PROBLEM TO WORK ON
Only lines holding the word "below" are wanted from the records; copy all of them.

☆ ☆ ☆

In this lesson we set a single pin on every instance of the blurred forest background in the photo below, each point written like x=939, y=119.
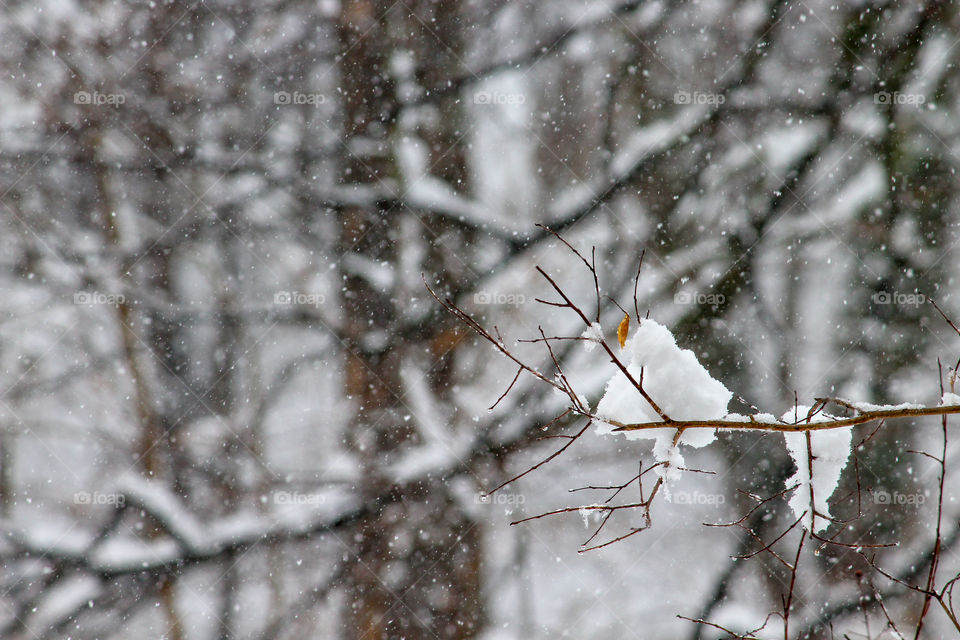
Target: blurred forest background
x=229, y=407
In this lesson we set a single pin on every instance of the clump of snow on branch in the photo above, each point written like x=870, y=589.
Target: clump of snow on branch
x=827, y=455
x=676, y=381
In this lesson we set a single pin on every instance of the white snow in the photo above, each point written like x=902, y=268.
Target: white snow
x=950, y=399
x=594, y=336
x=830, y=449
x=867, y=407
x=676, y=381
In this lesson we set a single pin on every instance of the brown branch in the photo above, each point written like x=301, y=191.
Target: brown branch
x=838, y=423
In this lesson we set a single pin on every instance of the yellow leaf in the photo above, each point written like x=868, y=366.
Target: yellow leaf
x=623, y=329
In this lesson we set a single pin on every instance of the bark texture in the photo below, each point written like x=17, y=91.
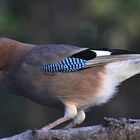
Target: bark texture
x=112, y=129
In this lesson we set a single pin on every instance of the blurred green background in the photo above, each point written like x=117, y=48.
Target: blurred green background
x=91, y=23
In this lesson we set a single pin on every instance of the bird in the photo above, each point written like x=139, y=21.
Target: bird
x=64, y=76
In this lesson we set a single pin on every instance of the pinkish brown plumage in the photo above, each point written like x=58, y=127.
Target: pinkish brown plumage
x=74, y=91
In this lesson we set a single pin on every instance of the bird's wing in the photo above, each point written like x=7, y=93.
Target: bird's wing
x=66, y=58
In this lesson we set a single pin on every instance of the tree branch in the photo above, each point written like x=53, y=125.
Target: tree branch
x=112, y=129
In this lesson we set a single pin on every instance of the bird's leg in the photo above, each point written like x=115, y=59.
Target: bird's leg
x=70, y=113
x=77, y=120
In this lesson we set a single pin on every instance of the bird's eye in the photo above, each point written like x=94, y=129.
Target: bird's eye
x=101, y=53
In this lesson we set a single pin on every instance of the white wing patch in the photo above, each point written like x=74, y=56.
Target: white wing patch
x=101, y=53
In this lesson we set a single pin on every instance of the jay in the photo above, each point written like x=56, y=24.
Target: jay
x=64, y=76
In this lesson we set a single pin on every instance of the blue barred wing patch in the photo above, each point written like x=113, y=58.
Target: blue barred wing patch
x=69, y=64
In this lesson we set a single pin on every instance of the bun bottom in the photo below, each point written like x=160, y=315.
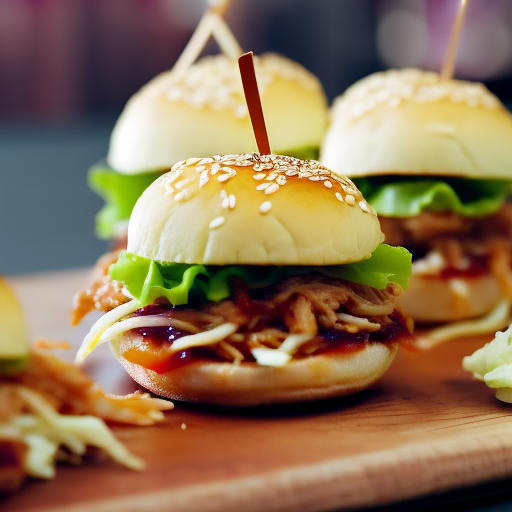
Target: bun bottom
x=249, y=384
x=432, y=300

☆ ☆ ☆

RESPONSE FOR THIS EXERCISE
In this lesson we set a single pin on every instance of the blurred forest background in the photo below, each point written like x=939, y=119.
In this lesson we set a single pin on every instance of the bark texture in the photo below, each point written like x=17, y=91.
In this lesson we set a single pin on every instance of the bun bottom in the photo below, each point written like x=160, y=315.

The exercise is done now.